> Problem description:
Would you output the whole listing below, exactly as it reads?

> Dataset rows:
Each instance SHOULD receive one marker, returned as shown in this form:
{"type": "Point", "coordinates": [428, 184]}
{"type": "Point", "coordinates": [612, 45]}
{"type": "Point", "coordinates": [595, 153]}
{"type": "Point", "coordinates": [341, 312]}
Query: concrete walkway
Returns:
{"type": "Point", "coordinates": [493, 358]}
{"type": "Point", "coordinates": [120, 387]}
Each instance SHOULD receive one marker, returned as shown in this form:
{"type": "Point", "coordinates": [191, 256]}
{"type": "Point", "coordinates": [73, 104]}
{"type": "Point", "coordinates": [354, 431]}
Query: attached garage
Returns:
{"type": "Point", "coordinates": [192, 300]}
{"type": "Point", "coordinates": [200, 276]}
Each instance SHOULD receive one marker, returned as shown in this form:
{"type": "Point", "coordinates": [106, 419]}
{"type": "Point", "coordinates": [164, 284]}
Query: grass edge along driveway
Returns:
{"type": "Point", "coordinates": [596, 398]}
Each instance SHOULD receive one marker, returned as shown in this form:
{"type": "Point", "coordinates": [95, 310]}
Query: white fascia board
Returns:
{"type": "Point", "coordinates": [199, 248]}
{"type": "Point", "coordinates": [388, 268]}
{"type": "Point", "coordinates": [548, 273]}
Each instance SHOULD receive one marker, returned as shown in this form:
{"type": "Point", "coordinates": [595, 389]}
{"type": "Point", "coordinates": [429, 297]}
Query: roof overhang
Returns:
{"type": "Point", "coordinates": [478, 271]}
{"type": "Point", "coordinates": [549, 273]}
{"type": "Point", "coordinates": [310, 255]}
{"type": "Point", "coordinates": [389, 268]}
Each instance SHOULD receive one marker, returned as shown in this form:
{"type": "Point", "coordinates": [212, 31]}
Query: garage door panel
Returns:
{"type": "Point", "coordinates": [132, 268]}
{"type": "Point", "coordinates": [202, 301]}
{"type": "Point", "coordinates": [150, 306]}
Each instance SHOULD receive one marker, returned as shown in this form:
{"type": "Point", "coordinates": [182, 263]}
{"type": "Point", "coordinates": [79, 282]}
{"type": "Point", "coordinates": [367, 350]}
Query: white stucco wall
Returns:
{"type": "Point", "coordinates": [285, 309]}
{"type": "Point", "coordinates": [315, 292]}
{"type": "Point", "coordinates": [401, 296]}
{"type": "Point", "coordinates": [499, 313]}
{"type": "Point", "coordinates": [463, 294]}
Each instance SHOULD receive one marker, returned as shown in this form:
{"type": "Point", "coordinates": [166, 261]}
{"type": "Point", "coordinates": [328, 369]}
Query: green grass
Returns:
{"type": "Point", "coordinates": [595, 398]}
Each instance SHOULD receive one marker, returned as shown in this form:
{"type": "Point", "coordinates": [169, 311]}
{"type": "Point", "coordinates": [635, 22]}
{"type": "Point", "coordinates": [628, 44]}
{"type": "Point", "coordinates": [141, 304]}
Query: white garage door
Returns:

> Exercise response:
Each instance SHOULD receive one marker, returned as shown in this form:
{"type": "Point", "coordinates": [428, 184]}
{"type": "Point", "coordinates": [612, 45]}
{"type": "Point", "coordinates": [595, 153]}
{"type": "Point", "coordinates": [341, 312]}
Query: concrete walkway
Returns:
{"type": "Point", "coordinates": [493, 358]}
{"type": "Point", "coordinates": [120, 387]}
Each instance SHOULD receive one marker, returned as shown in this form:
{"type": "Point", "coordinates": [191, 256]}
{"type": "Point", "coordinates": [73, 104]}
{"type": "Point", "coordinates": [354, 431]}
Query: attached garage
Returns:
{"type": "Point", "coordinates": [192, 300]}
{"type": "Point", "coordinates": [200, 276]}
Each instance SHOULD receive one marker, returned as shown in this form:
{"type": "Point", "coordinates": [106, 419]}
{"type": "Point", "coordinates": [164, 284]}
Query: grass edge along driveway
Returns:
{"type": "Point", "coordinates": [596, 398]}
Each instance SHOULD receive one marker, returned as shown in this form:
{"type": "Point", "coordinates": [95, 310]}
Query: white fascia board
Returns:
{"type": "Point", "coordinates": [199, 248]}
{"type": "Point", "coordinates": [388, 268]}
{"type": "Point", "coordinates": [548, 273]}
Each instance SHOULD receive one marker, returned as shown in this form:
{"type": "Point", "coordinates": [595, 389]}
{"type": "Point", "coordinates": [429, 297]}
Query: roof overhang
Returns:
{"type": "Point", "coordinates": [478, 271]}
{"type": "Point", "coordinates": [549, 273]}
{"type": "Point", "coordinates": [310, 255]}
{"type": "Point", "coordinates": [389, 268]}
Each instance SHOULD receive one marker, returned as shown in this form:
{"type": "Point", "coordinates": [212, 31]}
Query: garage door panel
Returns:
{"type": "Point", "coordinates": [132, 268]}
{"type": "Point", "coordinates": [202, 301]}
{"type": "Point", "coordinates": [150, 306]}
Each instance SHOULD receive one marker, returned as shown in this form:
{"type": "Point", "coordinates": [182, 263]}
{"type": "Point", "coordinates": [79, 282]}
{"type": "Point", "coordinates": [367, 350]}
Query: white stucco wall
Returns:
{"type": "Point", "coordinates": [285, 309]}
{"type": "Point", "coordinates": [315, 292]}
{"type": "Point", "coordinates": [401, 296]}
{"type": "Point", "coordinates": [499, 313]}
{"type": "Point", "coordinates": [463, 294]}
Each instance SHOULD receive one marker, returned as shown in this form:
{"type": "Point", "coordinates": [166, 261]}
{"type": "Point", "coordinates": [328, 369]}
Query: green grass
Returns:
{"type": "Point", "coordinates": [595, 398]}
Each instance SHOULD receive one marker, returned as shown in this form:
{"type": "Point", "coordinates": [169, 311]}
{"type": "Point", "coordinates": [635, 22]}
{"type": "Point", "coordinates": [628, 44]}
{"type": "Point", "coordinates": [141, 304]}
Query: white garage door
Returns:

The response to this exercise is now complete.